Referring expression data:

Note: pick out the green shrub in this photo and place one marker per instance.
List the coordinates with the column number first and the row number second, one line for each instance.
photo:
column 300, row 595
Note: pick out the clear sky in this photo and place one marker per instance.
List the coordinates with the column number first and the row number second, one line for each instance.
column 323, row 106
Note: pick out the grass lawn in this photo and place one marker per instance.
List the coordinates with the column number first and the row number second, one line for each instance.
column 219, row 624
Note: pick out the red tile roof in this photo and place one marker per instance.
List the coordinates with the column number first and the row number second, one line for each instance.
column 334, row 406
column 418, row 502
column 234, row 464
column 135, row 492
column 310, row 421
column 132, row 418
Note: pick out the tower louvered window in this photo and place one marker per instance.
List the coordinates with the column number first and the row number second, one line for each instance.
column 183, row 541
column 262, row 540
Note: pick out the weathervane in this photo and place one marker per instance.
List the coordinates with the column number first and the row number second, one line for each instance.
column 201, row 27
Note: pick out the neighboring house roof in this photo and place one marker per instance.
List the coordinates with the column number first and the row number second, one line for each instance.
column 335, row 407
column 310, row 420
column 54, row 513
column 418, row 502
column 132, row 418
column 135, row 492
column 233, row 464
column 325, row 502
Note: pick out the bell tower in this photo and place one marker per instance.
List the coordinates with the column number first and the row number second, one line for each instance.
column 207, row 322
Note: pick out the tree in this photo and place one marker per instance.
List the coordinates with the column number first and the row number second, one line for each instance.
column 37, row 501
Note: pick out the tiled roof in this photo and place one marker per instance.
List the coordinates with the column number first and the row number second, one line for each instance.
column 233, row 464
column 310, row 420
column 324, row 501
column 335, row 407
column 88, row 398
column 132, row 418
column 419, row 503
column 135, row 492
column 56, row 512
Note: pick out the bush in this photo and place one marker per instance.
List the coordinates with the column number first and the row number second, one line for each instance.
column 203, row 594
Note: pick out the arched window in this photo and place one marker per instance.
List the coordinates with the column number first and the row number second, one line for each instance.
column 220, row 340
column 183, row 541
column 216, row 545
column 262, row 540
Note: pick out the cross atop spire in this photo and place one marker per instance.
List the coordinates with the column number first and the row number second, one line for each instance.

**Directions for this task**
Report each line in the data that holds the word "roof".

**Exercise output**
Note: pick out the red tile roof in this photo and place one marker per instance.
Note: pick out the neighboring house roof in this photo and place one marker per instance.
Note: pick out the tiled roof in this photo and place one marker per instance.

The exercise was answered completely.